Given request:
Rewrite the part of the data that opens with the line containing "Return an outline for every instance of the pink" and closes with the line containing "M208 38L208 39L211", with "peppercorn" renamed to "berry" and everything else left as it is.

(Labeled area outline entries)

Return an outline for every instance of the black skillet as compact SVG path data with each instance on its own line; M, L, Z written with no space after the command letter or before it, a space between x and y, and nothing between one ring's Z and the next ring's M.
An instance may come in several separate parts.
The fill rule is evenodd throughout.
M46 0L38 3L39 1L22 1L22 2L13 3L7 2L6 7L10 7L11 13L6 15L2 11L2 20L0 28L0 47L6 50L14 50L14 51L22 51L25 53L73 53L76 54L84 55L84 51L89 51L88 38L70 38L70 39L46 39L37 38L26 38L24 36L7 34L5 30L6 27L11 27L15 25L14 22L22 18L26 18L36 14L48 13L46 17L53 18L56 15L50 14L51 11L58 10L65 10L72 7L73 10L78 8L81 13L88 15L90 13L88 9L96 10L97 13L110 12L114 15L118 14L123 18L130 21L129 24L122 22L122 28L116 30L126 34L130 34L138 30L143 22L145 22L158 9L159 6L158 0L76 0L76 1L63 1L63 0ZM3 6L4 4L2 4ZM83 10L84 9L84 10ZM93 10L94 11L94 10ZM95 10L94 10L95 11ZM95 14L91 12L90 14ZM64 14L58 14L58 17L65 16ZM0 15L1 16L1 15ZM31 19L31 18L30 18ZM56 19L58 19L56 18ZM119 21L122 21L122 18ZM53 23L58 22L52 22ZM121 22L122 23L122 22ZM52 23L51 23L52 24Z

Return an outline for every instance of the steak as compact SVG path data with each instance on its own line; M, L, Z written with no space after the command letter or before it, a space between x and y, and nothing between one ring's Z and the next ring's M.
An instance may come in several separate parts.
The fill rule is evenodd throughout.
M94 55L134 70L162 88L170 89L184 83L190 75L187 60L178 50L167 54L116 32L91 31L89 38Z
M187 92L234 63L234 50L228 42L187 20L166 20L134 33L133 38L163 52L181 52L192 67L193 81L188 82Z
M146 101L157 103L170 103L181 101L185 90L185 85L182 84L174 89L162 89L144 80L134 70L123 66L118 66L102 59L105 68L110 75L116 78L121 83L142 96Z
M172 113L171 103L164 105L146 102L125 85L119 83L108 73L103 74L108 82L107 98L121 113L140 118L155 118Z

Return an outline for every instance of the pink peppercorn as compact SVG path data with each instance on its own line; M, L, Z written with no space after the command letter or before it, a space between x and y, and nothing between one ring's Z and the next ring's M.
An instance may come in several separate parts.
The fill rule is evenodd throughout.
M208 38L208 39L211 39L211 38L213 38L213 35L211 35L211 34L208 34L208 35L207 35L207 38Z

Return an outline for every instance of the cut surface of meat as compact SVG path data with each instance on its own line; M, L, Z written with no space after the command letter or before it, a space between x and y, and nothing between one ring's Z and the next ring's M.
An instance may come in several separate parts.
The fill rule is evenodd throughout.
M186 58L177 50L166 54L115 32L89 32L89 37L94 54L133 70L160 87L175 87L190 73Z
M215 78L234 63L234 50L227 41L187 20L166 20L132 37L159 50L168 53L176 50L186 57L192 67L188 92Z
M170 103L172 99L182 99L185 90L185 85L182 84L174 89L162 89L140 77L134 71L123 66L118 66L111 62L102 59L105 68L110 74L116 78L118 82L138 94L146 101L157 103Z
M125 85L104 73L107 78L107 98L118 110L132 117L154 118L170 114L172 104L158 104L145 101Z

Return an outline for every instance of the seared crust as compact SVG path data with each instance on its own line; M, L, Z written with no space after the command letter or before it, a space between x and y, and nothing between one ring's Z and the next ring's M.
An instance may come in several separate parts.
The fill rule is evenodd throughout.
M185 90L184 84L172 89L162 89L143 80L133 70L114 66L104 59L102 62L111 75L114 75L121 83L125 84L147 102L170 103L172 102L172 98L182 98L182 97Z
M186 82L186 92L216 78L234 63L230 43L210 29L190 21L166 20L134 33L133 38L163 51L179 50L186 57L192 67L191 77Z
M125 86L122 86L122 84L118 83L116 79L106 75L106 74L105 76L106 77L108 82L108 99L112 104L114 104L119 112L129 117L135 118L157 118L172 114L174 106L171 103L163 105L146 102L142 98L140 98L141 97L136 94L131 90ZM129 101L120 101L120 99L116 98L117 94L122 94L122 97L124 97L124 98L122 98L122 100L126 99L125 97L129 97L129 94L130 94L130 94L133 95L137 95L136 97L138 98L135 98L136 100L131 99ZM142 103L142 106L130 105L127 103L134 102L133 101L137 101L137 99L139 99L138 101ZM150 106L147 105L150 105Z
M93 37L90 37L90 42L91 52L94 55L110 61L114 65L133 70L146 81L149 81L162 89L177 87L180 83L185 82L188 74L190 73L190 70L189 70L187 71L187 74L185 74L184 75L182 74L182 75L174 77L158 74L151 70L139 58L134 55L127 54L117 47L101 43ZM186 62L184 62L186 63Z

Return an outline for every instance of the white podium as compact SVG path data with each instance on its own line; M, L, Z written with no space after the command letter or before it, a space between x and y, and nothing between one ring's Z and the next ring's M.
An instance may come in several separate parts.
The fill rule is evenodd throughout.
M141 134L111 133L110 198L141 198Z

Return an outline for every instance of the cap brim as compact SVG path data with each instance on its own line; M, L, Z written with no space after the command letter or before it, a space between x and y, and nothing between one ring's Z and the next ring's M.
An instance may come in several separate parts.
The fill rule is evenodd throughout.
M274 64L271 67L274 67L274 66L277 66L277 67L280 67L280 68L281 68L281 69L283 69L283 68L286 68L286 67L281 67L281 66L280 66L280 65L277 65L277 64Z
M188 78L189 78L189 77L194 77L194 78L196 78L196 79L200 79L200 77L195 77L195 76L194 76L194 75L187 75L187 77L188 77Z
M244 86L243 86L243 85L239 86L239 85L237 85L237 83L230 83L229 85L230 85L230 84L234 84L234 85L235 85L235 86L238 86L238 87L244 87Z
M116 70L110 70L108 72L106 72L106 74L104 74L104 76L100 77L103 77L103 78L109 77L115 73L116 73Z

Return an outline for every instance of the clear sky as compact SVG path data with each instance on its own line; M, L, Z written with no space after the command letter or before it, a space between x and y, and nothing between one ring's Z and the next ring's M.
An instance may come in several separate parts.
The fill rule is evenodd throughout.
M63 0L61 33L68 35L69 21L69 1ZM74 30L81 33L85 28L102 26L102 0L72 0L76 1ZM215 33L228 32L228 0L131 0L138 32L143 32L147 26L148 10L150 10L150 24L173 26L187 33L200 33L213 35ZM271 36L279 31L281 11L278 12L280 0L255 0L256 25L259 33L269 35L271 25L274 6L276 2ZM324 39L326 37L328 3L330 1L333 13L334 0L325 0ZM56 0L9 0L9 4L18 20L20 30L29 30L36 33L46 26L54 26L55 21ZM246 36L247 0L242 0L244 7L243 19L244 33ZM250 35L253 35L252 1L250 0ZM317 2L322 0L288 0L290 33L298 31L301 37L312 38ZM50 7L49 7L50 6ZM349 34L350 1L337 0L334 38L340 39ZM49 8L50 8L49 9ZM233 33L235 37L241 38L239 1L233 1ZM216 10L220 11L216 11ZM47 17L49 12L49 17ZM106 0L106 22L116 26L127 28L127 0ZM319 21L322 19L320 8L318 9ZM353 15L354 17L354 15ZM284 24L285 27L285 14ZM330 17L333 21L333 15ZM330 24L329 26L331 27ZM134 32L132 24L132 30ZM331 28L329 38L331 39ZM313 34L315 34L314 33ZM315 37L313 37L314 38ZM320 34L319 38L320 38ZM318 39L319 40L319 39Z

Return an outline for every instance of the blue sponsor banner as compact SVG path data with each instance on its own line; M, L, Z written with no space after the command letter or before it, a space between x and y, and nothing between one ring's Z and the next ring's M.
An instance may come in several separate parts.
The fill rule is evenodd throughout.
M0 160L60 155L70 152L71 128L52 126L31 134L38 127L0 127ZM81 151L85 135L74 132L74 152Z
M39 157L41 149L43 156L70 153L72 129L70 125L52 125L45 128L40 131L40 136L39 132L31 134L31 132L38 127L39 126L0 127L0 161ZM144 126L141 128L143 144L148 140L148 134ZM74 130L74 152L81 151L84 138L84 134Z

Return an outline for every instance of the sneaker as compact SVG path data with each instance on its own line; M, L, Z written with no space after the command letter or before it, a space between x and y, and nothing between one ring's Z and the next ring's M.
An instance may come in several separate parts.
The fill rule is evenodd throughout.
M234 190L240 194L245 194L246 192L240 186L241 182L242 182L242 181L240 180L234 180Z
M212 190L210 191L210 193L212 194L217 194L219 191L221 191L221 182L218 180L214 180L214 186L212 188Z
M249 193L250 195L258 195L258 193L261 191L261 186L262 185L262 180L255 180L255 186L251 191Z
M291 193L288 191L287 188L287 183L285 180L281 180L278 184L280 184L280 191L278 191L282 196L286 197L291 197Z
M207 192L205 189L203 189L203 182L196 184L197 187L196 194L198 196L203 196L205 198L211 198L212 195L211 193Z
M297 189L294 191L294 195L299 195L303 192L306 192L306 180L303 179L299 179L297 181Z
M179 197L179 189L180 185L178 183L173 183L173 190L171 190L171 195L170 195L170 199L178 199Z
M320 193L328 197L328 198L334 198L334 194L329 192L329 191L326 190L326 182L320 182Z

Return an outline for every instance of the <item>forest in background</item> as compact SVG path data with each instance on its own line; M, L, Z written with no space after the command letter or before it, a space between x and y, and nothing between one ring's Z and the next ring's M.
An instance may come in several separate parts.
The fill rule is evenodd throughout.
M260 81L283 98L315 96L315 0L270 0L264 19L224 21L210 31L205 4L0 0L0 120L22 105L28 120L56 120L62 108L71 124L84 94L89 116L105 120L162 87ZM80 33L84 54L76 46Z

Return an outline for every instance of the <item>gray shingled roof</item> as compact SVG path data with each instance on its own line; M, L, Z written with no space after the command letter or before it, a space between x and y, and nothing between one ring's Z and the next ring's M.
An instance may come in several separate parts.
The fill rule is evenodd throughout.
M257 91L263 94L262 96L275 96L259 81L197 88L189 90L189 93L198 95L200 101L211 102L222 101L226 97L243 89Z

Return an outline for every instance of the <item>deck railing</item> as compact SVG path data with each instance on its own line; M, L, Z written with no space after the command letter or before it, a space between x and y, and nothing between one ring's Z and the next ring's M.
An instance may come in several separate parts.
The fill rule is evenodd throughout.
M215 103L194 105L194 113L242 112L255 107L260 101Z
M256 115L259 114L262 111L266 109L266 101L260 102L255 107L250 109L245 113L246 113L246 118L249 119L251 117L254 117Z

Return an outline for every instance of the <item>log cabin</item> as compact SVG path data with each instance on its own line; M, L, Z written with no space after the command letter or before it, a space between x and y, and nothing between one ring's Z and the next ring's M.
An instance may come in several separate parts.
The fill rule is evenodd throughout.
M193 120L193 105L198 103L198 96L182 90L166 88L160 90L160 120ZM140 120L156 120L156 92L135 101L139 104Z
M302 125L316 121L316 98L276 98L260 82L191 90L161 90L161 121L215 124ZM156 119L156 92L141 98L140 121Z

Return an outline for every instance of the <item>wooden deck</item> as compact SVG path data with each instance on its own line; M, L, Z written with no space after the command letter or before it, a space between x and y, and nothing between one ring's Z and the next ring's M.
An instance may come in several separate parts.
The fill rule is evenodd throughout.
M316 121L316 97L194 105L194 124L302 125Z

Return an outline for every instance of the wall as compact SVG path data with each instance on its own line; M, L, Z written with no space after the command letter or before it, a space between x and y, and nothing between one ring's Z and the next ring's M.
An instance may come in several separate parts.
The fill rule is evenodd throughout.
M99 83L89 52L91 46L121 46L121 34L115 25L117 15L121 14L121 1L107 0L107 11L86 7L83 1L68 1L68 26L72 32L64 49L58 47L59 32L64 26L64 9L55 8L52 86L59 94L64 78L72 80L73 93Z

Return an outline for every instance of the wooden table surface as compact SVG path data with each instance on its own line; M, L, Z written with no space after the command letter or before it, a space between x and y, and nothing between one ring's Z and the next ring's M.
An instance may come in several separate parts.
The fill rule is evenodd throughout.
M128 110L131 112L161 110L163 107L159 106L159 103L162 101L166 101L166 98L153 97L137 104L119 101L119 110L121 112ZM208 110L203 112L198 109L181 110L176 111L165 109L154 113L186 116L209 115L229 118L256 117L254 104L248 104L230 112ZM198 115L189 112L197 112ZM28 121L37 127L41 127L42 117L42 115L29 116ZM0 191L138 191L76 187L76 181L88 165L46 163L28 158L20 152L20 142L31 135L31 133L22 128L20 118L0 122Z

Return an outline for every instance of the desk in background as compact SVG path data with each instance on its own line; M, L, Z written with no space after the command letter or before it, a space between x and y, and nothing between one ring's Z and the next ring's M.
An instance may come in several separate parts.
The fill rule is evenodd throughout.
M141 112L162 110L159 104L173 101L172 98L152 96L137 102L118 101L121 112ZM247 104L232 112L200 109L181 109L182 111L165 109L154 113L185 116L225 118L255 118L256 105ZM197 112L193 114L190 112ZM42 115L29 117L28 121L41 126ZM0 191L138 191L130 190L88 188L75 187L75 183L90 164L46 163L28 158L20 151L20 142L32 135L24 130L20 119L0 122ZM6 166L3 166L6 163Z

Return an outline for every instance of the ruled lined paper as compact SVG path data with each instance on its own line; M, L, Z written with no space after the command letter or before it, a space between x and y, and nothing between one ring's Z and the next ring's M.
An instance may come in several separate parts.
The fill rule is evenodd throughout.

Reply:
Return an outline for every instance of the pink berry as compact SVG path data with each instance on its own line; M, L, Z written with no space after the command letter or before it, a space between x and y, and nothing between one ring's Z and the next ring's M.
An instance may come in several separate parts.
The fill rule is evenodd throughout.
M208 38L208 39L211 39L211 38L213 38L213 35L211 35L211 34L208 34L208 35L207 35L207 38Z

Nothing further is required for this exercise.